AIM OF THE TASK –
Quote, word for word, the line containing "Identify each instance of the white paper" and all lines that follow it to the end of the records, with no pictures.

(Saved entries)
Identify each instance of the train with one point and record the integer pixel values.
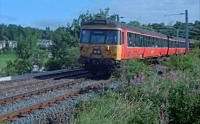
(105, 43)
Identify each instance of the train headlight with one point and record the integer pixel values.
(98, 52)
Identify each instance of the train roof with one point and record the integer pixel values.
(129, 27)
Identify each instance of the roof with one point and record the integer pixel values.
(123, 25)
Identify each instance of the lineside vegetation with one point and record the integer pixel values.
(148, 97)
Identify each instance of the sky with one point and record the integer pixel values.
(54, 13)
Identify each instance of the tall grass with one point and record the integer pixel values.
(147, 98)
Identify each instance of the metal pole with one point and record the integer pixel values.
(186, 31)
(177, 33)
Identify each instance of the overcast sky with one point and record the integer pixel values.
(54, 13)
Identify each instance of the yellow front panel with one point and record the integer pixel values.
(107, 51)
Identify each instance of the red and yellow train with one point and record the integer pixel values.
(104, 43)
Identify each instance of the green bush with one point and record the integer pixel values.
(115, 109)
(146, 97)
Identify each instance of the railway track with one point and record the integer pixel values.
(21, 105)
(13, 85)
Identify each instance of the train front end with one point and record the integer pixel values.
(100, 45)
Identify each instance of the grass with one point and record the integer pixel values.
(148, 98)
(4, 58)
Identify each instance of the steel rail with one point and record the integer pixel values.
(22, 96)
(42, 76)
(24, 111)
(74, 74)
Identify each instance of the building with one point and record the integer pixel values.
(45, 43)
(12, 44)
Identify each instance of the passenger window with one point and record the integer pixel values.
(122, 40)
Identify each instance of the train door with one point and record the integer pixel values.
(123, 39)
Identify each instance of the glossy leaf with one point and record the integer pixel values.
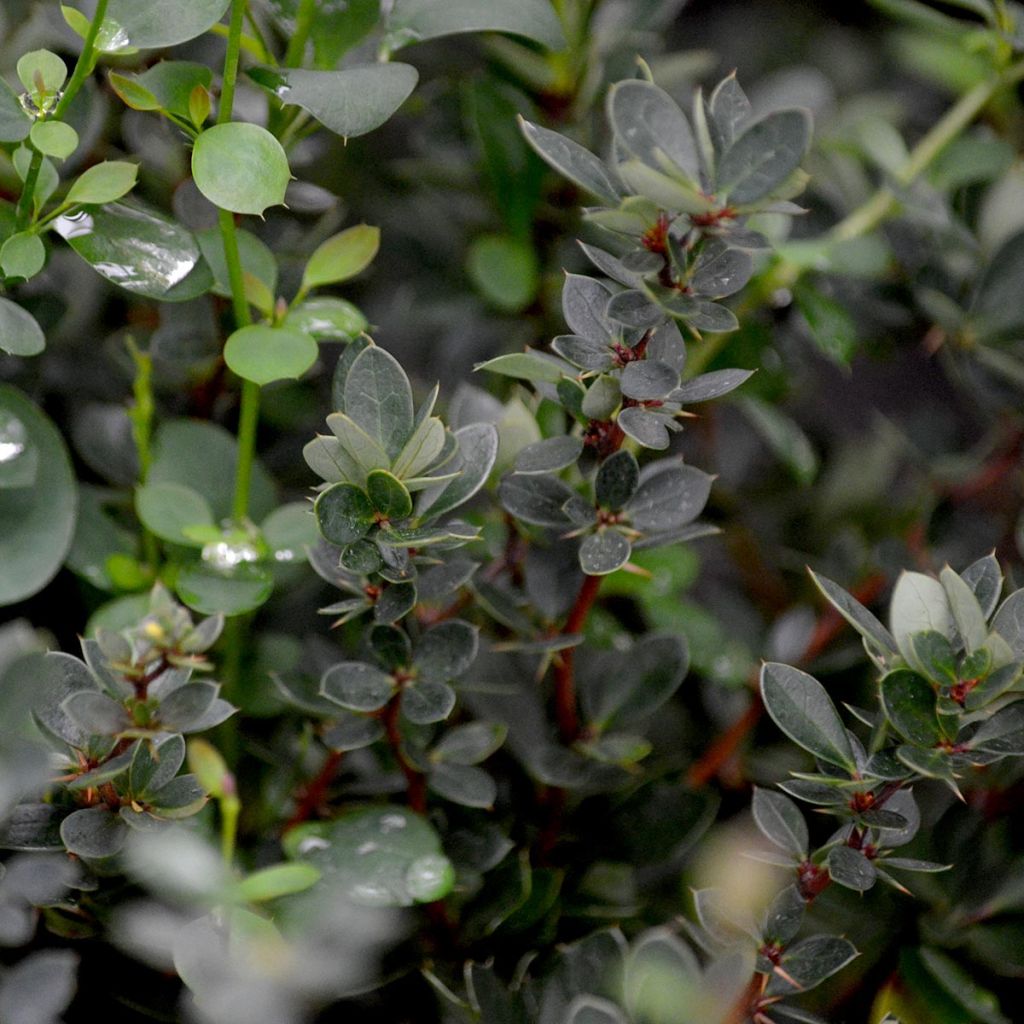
(240, 167)
(802, 709)
(351, 101)
(263, 354)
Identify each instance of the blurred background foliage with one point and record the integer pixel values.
(883, 429)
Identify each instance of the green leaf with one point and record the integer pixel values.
(919, 603)
(1003, 733)
(616, 481)
(648, 380)
(783, 436)
(780, 821)
(477, 452)
(103, 182)
(37, 522)
(525, 367)
(571, 160)
(855, 613)
(137, 250)
(96, 714)
(344, 513)
(19, 334)
(504, 270)
(213, 592)
(802, 709)
(426, 702)
(604, 552)
(464, 784)
(764, 156)
(387, 495)
(351, 101)
(241, 167)
(418, 20)
(445, 651)
(342, 256)
(171, 84)
(379, 399)
(168, 509)
(263, 354)
(549, 456)
(54, 138)
(470, 743)
(909, 702)
(966, 610)
(14, 123)
(669, 498)
(851, 868)
(204, 456)
(649, 124)
(810, 962)
(327, 318)
(41, 72)
(93, 834)
(281, 880)
(538, 500)
(158, 24)
(380, 856)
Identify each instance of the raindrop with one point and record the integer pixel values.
(429, 878)
(13, 437)
(225, 555)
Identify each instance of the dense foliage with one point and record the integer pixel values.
(308, 623)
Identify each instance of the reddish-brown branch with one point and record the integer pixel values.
(828, 626)
(415, 783)
(565, 697)
(313, 795)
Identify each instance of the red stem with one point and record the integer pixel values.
(314, 794)
(415, 782)
(565, 699)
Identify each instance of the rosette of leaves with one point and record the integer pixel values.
(677, 194)
(416, 676)
(628, 507)
(615, 377)
(949, 669)
(381, 453)
(116, 719)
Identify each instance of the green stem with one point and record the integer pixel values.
(881, 205)
(230, 75)
(249, 412)
(871, 213)
(230, 807)
(303, 26)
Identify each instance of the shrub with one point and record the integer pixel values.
(528, 714)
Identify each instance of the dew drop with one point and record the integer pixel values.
(13, 437)
(224, 555)
(429, 878)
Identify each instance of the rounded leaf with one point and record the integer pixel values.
(241, 167)
(263, 354)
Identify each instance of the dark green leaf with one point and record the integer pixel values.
(909, 702)
(781, 821)
(344, 513)
(851, 868)
(463, 784)
(357, 686)
(802, 709)
(351, 101)
(764, 156)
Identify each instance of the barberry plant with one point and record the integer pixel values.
(353, 635)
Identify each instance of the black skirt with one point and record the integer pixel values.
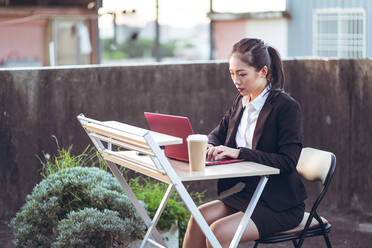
(267, 220)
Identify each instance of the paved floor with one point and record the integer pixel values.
(349, 230)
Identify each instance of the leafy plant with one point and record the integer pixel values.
(66, 191)
(91, 226)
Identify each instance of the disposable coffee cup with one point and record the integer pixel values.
(197, 149)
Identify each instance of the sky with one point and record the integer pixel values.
(179, 13)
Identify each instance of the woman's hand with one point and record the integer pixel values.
(220, 152)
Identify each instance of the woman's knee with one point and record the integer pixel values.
(213, 211)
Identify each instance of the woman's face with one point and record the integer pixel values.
(248, 81)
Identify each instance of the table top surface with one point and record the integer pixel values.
(182, 169)
(161, 139)
(240, 169)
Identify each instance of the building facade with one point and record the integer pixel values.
(337, 28)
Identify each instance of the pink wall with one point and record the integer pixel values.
(29, 38)
(23, 40)
(226, 34)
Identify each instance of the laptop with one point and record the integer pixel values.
(178, 126)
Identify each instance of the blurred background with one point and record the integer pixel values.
(73, 32)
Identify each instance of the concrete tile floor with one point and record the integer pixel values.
(349, 230)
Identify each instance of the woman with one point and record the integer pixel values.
(264, 126)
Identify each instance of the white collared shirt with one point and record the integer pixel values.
(244, 135)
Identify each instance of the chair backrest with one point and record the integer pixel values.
(316, 164)
(131, 144)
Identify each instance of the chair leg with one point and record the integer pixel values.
(328, 242)
(294, 243)
(300, 242)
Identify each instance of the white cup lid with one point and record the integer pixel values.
(197, 137)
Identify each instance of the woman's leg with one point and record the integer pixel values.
(211, 211)
(225, 228)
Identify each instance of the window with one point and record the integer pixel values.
(339, 33)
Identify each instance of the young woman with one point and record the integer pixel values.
(263, 125)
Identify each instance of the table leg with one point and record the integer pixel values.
(248, 213)
(140, 209)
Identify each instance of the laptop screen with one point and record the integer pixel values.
(178, 126)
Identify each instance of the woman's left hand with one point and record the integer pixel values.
(220, 152)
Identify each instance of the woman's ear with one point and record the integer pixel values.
(264, 71)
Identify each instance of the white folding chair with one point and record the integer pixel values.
(137, 141)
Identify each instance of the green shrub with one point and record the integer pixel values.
(90, 157)
(63, 192)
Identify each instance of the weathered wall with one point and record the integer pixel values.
(35, 104)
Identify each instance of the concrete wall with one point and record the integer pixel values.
(35, 104)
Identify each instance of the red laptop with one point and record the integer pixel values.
(178, 126)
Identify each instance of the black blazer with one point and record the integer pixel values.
(277, 142)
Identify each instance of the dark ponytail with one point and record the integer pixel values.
(256, 53)
(276, 78)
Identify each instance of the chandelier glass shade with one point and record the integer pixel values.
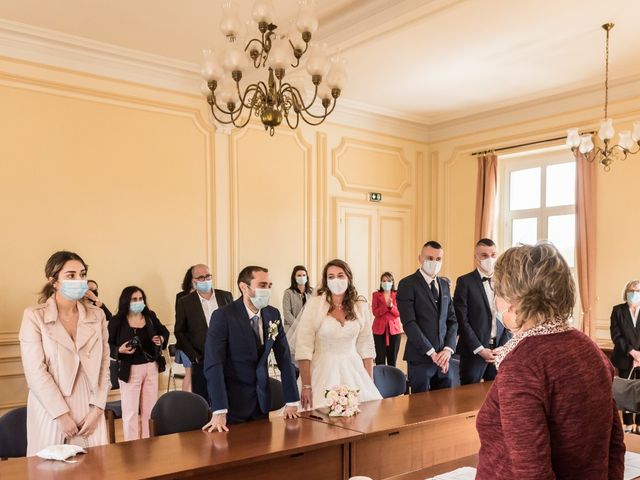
(285, 93)
(628, 140)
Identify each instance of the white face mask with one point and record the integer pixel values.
(338, 285)
(488, 264)
(431, 267)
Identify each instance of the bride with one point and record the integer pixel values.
(334, 341)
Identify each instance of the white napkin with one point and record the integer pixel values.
(60, 452)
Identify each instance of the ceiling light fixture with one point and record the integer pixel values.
(627, 140)
(276, 55)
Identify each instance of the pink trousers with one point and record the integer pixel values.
(138, 394)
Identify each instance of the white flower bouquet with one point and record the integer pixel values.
(342, 401)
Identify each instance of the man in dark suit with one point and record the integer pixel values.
(481, 332)
(239, 340)
(193, 314)
(428, 318)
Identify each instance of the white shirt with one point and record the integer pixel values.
(429, 279)
(488, 289)
(208, 306)
(260, 327)
(634, 316)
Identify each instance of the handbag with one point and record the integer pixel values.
(626, 393)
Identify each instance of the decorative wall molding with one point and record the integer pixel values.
(360, 185)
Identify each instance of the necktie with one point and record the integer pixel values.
(254, 324)
(434, 290)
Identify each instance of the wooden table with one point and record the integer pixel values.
(412, 432)
(291, 449)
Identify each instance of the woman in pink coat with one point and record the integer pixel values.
(65, 356)
(386, 325)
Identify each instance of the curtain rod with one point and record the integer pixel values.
(528, 144)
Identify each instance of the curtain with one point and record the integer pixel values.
(486, 195)
(586, 172)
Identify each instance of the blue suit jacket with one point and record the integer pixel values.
(473, 313)
(425, 326)
(236, 368)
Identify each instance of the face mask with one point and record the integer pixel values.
(73, 289)
(338, 285)
(261, 297)
(204, 286)
(431, 267)
(633, 297)
(136, 307)
(487, 264)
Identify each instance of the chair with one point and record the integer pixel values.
(390, 381)
(276, 394)
(178, 411)
(13, 433)
(172, 374)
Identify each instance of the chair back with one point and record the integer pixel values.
(276, 394)
(390, 381)
(13, 433)
(178, 411)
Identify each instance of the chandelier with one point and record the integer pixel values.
(274, 56)
(627, 140)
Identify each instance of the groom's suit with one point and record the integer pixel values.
(235, 362)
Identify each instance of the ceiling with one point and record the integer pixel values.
(427, 61)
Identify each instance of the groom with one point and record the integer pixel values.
(239, 340)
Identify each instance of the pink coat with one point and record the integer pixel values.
(51, 360)
(387, 319)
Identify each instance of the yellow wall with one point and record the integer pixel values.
(139, 183)
(618, 218)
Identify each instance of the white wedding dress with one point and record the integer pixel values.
(336, 351)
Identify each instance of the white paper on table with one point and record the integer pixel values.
(631, 465)
(464, 473)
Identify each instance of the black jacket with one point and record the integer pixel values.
(625, 337)
(473, 313)
(426, 326)
(120, 332)
(191, 326)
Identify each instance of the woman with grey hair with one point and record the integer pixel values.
(550, 412)
(625, 333)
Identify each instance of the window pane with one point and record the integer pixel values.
(524, 230)
(561, 184)
(524, 189)
(562, 233)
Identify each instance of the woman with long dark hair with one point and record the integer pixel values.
(137, 338)
(65, 356)
(387, 328)
(334, 344)
(295, 297)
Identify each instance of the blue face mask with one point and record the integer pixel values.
(633, 297)
(204, 286)
(136, 307)
(73, 289)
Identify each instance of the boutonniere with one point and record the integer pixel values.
(273, 329)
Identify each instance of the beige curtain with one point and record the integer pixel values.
(486, 195)
(586, 172)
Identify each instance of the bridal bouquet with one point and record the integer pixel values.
(342, 401)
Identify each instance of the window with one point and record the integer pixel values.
(538, 199)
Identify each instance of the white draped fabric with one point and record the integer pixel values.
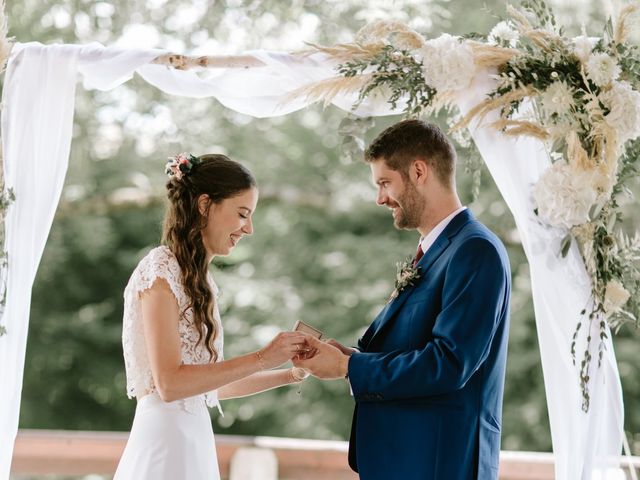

FULL SOLUTION –
Identify each instance of the white paper on table with one point and record the integer pixel values.
(631, 465)
(464, 473)
Identify each instance of the black jacket with one point and record the integer pixel values.
(625, 337)
(473, 313)
(426, 326)
(120, 332)
(191, 326)
Identify each instance of the woman with grey hair with one point and record the integer pixel values.
(550, 412)
(625, 333)
Identify each instance of the window pane with one point and record the integer pixel values.
(524, 230)
(561, 184)
(524, 189)
(562, 233)
Identify each instance of the woman with long dark hair with one point and record the integer pixel values.
(137, 338)
(65, 356)
(387, 328)
(334, 344)
(295, 297)
Identify each instance of the blue face mask with one point and record the integer pixel values.
(633, 297)
(204, 286)
(136, 307)
(73, 289)
Identify each instance of the boutonniere with one point and record the integer pixel values.
(273, 329)
Identify each instance of the beige curtain with one point and record the integer pixel values.
(486, 195)
(586, 172)
Identify each instance of the bridal bouquet with one point and record the integer pixel values.
(342, 401)
Identify each instance of the window with one point and record the integer pixel values.
(538, 199)
Identify each instance of the white draped fabric with one point and record the integer pixel values.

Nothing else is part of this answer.